━━━━━ ENTRIES PROVIDED ━━━━━

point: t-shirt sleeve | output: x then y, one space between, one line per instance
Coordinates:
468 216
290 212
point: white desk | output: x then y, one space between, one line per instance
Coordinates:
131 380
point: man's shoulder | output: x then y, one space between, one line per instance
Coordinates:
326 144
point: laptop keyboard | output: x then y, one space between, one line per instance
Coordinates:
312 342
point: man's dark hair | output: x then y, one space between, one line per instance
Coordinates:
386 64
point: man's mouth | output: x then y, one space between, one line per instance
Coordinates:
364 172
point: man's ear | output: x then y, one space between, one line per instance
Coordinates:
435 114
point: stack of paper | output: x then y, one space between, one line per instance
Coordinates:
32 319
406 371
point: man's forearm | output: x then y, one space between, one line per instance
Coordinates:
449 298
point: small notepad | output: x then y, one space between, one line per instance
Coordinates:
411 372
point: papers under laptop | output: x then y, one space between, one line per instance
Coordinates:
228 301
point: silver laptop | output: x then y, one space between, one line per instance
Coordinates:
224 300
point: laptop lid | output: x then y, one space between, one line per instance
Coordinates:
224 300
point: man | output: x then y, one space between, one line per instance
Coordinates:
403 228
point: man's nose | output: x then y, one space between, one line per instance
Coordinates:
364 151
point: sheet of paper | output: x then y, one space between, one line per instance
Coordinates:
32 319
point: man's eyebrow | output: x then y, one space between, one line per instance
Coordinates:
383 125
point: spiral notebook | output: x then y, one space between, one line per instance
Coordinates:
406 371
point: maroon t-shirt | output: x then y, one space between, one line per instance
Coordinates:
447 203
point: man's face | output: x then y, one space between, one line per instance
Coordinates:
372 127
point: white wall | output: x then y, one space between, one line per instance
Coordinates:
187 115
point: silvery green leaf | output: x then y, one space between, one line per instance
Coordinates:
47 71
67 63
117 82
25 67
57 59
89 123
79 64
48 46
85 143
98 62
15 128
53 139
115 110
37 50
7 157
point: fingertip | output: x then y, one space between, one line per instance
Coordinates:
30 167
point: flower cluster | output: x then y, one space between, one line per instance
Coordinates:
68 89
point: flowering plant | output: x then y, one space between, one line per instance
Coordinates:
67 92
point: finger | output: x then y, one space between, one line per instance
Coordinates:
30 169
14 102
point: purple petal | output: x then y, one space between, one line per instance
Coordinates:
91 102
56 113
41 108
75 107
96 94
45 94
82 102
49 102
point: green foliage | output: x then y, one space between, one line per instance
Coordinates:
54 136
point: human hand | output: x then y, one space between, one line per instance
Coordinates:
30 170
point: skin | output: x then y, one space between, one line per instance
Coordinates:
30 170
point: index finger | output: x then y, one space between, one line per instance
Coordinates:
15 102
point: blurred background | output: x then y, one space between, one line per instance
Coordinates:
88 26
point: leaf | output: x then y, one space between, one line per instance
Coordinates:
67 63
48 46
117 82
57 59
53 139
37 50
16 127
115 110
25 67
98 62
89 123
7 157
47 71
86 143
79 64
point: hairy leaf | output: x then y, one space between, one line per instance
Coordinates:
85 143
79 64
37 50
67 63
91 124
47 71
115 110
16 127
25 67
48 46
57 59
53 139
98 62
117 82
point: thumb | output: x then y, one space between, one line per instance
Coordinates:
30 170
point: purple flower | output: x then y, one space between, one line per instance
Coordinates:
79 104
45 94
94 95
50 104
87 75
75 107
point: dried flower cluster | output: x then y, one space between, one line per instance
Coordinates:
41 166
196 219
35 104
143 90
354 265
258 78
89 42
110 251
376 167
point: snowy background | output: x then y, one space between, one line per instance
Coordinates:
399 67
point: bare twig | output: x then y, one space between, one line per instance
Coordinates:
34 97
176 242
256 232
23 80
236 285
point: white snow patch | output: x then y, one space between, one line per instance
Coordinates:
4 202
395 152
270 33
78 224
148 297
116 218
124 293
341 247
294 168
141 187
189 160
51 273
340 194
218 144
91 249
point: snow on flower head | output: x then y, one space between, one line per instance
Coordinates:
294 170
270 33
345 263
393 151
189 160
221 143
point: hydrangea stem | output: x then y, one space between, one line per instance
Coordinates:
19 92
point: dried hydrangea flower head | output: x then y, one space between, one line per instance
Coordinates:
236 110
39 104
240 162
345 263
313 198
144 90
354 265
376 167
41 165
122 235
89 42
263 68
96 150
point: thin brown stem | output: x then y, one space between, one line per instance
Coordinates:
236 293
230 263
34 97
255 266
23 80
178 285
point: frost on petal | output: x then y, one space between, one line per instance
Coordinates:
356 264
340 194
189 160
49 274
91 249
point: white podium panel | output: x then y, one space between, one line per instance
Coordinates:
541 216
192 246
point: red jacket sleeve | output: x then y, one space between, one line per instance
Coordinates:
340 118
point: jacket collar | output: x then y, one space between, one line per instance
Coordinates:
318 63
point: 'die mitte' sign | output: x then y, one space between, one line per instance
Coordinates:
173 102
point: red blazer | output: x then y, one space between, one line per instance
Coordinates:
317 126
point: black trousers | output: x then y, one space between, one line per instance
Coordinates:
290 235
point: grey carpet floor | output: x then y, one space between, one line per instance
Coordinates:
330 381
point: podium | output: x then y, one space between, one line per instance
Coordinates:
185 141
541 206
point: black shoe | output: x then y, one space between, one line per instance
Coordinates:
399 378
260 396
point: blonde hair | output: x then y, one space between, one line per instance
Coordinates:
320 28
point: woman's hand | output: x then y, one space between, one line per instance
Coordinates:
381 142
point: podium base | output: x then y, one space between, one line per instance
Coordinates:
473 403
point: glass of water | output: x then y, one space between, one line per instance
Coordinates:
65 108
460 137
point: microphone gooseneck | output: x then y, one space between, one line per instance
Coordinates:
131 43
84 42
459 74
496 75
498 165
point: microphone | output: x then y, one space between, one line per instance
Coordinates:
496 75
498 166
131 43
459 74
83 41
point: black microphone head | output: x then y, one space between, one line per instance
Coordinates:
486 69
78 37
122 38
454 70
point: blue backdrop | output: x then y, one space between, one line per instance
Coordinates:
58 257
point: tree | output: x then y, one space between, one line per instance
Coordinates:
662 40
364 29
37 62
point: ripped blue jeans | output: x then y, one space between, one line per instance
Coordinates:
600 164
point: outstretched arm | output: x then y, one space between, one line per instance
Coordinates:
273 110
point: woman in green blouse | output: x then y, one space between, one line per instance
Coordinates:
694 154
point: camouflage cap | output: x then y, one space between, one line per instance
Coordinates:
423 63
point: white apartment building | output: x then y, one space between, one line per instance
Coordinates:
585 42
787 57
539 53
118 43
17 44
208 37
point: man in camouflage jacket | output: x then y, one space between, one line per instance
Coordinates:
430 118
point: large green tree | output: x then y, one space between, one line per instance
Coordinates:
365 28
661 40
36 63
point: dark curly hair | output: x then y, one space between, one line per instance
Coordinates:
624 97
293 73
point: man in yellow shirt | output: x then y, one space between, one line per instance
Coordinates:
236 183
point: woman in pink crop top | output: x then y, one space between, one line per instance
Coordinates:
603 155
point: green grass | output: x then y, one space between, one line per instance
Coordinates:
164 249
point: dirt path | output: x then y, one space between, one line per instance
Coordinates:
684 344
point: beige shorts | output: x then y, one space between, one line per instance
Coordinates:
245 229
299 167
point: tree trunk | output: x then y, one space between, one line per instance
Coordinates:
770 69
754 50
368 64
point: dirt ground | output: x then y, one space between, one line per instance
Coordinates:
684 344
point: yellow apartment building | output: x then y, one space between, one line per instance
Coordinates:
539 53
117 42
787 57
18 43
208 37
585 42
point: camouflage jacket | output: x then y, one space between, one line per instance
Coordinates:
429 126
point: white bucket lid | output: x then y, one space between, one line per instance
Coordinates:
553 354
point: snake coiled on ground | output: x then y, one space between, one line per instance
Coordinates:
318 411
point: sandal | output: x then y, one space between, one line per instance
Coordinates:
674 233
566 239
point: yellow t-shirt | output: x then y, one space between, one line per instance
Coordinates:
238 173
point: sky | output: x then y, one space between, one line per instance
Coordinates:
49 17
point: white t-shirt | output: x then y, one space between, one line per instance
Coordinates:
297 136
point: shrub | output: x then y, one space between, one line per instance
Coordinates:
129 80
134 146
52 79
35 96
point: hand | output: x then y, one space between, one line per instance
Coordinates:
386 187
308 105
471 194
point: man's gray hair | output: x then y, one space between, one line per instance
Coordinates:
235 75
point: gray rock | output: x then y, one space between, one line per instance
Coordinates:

━━━━━

## REQUIREMENTS
All lines from the one with "point: sky |" through the final line above are to be quoted exactly; quote no other line.

## REPLY
point: sky | output: x then y, one space between, one line per instance
Coordinates:
49 17
point: white t-shirt | output: x then y, one space between, one line per instance
Coordinates:
297 136
point: shrub | output: x then y, one space between, one line per instance
Coordinates:
129 80
134 146
52 79
35 96
point: hand | output: x then y, one space between, one line per instance
Coordinates:
386 187
308 105
471 194
point: man's gray hair | output: x then y, one space between, one line per instance
Coordinates:
235 75
point: gray rock | output: x then y, one space between, one line per instance
Coordinates:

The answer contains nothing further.